(Beginning of Exercise data)

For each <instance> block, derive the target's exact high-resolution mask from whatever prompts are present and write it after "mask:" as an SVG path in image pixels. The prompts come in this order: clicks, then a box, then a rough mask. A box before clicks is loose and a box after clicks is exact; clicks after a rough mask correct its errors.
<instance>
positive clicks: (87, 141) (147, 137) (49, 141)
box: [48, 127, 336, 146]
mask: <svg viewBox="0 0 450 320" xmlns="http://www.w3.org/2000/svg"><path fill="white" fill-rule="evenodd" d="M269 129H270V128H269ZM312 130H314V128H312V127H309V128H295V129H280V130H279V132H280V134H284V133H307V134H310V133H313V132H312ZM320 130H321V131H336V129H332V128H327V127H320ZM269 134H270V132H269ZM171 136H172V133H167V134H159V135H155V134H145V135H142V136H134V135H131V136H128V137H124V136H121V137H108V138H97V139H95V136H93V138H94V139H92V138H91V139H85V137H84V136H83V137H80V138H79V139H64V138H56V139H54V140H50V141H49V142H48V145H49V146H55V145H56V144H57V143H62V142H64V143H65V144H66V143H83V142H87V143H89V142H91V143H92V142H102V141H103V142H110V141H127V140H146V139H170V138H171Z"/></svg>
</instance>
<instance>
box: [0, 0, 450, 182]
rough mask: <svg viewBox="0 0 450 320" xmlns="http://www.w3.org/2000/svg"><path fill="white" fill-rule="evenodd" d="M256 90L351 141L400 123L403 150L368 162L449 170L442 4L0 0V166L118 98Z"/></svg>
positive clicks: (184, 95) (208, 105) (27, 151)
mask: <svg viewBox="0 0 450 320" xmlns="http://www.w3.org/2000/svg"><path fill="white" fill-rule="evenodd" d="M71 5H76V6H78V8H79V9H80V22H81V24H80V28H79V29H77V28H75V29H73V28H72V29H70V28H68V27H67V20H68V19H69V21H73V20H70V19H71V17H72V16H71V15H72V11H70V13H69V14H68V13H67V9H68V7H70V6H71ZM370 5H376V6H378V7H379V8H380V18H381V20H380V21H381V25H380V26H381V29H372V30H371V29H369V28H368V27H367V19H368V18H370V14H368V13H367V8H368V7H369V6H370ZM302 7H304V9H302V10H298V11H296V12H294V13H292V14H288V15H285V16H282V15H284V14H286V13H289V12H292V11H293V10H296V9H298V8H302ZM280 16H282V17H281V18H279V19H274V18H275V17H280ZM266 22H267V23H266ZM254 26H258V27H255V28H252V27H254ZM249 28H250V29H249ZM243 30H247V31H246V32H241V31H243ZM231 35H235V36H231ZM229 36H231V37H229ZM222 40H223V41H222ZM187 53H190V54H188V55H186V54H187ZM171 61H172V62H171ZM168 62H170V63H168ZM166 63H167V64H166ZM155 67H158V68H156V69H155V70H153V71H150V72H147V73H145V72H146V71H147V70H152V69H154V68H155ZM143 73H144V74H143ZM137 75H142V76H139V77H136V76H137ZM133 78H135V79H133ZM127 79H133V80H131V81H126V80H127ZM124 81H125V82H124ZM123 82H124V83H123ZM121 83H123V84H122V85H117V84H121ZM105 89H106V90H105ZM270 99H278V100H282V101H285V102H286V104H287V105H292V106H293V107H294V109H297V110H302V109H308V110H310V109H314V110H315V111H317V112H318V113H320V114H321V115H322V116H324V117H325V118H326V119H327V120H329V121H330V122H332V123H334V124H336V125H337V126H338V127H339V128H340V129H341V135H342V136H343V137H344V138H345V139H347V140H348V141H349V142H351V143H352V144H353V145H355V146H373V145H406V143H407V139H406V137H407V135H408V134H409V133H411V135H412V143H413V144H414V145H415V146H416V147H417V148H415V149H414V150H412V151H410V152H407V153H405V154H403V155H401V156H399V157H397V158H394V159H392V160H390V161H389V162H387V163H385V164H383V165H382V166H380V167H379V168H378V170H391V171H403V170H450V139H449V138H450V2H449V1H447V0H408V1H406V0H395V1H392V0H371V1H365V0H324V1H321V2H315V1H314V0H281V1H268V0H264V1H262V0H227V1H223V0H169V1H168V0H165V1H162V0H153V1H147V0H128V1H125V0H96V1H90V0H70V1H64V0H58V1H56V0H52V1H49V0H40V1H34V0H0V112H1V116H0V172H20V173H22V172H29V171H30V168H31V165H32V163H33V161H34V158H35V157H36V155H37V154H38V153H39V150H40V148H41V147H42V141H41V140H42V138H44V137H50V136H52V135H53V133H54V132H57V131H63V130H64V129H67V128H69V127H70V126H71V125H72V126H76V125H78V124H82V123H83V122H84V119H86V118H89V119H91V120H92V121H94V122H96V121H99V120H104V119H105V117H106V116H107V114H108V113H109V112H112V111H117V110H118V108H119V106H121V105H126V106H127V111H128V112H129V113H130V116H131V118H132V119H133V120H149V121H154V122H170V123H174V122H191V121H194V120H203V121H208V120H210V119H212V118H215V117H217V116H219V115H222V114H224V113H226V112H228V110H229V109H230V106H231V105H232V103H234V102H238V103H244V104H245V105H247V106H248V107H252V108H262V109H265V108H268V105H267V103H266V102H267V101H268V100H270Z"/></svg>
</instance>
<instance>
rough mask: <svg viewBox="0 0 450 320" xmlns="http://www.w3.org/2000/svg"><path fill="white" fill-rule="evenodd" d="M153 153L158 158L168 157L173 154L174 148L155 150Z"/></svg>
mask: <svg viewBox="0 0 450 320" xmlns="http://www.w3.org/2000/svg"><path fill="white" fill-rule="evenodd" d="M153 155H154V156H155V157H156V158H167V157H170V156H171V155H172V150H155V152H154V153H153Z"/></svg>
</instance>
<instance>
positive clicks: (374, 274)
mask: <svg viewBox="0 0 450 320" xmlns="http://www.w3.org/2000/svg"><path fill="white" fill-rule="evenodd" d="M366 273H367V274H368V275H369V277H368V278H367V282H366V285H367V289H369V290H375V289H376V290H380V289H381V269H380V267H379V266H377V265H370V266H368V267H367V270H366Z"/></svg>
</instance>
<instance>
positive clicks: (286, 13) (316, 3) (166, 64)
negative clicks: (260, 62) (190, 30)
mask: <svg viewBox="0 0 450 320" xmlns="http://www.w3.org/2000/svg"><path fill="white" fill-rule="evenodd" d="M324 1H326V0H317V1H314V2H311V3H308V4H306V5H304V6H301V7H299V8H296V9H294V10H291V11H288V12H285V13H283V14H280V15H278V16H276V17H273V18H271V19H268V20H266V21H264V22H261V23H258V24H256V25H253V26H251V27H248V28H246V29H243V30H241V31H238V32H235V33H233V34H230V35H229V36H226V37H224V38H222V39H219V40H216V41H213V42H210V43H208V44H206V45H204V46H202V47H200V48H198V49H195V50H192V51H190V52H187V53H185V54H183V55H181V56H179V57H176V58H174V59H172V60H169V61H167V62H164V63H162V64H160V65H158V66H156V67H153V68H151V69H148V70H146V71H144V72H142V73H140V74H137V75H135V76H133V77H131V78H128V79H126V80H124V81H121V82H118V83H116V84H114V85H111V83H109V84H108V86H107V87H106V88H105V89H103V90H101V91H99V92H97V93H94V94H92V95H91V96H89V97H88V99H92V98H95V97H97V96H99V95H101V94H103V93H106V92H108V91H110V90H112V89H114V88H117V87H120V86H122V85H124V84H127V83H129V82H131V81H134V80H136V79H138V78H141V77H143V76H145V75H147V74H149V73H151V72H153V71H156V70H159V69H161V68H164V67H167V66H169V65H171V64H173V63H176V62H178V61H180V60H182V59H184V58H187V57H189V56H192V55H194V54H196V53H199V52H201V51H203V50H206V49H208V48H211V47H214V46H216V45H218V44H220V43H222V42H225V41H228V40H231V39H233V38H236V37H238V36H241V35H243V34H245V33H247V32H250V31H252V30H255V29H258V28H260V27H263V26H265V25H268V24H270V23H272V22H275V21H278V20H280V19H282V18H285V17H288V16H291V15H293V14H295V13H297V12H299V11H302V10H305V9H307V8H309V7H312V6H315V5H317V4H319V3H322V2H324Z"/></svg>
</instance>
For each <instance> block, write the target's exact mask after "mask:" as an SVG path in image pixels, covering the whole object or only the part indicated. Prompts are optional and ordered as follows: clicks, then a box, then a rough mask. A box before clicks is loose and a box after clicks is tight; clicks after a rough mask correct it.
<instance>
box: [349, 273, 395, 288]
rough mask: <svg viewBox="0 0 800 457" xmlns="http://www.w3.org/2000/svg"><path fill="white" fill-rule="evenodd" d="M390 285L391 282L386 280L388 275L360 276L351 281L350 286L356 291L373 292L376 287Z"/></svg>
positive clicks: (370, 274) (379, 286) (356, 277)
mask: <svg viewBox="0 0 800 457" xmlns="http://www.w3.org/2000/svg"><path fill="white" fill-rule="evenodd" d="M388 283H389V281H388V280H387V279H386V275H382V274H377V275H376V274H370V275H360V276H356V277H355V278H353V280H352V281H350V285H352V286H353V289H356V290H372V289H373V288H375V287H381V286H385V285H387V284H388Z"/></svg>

(End of Exercise data)

> [Assignment]: Copy out the rows word for word, starting at the very first line and ending with the line containing "box: [48, 127, 336, 146]".

> [Finished exercise]:
For each <instance> block, derive the target's exact high-resolution mask from whatever prompts are present and write it after "mask:" as an SVG path in image pixels. The prompts come in this order: clicks, then a box, then a rough mask. A box before clicks is loose and a box after clicks is exact; clicks after a rough mask correct its errors.
<instance>
positive clicks: (87, 141) (147, 137) (49, 141)
box: [48, 127, 336, 146]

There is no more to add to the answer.